## TASK TO CARRY OUT
In each of the records below, switch "scan" to "image" and leave every other word as it is.

++++ SUPPLIED DATA ++++

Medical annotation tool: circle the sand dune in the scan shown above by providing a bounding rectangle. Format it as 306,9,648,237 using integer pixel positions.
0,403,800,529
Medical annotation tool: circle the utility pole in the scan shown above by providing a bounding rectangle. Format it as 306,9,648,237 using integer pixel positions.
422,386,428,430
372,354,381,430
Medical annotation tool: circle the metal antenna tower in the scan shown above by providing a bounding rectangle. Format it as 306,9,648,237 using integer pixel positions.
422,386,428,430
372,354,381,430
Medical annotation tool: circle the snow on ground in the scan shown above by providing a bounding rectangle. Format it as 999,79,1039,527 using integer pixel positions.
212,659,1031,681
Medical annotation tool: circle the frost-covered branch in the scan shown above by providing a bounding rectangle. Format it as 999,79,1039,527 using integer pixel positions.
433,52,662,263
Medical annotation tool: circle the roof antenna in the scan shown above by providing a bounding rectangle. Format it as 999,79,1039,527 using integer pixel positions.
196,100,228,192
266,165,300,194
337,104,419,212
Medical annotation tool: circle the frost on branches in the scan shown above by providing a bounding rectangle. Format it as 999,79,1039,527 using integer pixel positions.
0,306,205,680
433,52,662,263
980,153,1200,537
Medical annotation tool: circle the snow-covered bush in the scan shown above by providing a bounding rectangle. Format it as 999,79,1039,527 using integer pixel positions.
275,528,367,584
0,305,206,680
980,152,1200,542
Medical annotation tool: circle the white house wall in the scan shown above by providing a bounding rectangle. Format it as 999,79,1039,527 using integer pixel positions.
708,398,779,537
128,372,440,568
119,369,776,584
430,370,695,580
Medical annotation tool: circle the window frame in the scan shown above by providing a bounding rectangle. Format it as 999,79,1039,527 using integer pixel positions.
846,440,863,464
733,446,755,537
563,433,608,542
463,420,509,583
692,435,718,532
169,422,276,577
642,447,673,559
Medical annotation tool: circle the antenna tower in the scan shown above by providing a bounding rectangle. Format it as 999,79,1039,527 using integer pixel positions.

++++

## TASK RESPONSE
Medical annotation tool: circle the sand dune in the image shown above by providing a bounding rectangle. Format it as 306,9,648,237 using integer pixel positions.
0,403,800,529
Medical annotation tool: circle the utility pole in the image shown above by providing a bounding rectangle. Format it as 306,9,648,237 using integer pixel positions.
422,386,428,430
372,354,381,430
Medical annotation tool: circle the metal antenna tower in the image shown above by providing a bounding rectangle. Format it as 306,9,648,237 using integer pixel positions.
422,386,428,430
372,354,381,430
Medical annotation tool: circle the snow on ground in the image shown above by providing a bounding rectangle. Format it as 999,79,1039,527 using integer pixel positions.
212,659,1031,681
Medical annotation tool: circle the frost-covered branch in the image shown above by providing a bounding rectangle. Format it as 999,79,1039,527 using integer pixel positions.
433,52,662,263
Medical annotation tool: circle the roof antenna in the image shown above by providing a bounding rectangle. Format it as 999,79,1039,527 using integer pixel positions.
196,100,228,192
266,165,300,194
337,104,419,212
Medical annotation tool: circle the frost on branches in the image shown above by providing a bounding rectangle. Format it as 999,79,1039,527 using integer pixel positions.
0,306,205,680
433,52,662,263
980,153,1200,537
Medical annotation tool: circle the snow-covered bush in the image shown above by providing a bounding rectangle. Format it as 999,79,1039,527 using integer pixel positions.
275,528,367,584
0,305,206,680
980,152,1200,542
Medical annotation tool: circle the white house wall in the image shown above by providing a bounding rectangle. Format it as 999,79,1039,527 using integer pixel positions.
708,398,779,537
128,372,440,568
119,369,776,584
430,370,695,580
Medical annotation tool: circle the window frame in the image shown above by providing a bounding rectangle. Format it as 999,79,1039,527 using integer pixel positions.
846,440,863,464
733,446,755,537
563,433,608,542
463,420,509,583
692,435,718,532
169,422,276,577
642,447,673,559
Medical annotation tool: circle the antenna tower in the image shown above by providing a bounding rectangle. Format it as 999,79,1039,527 using integer pixel positions.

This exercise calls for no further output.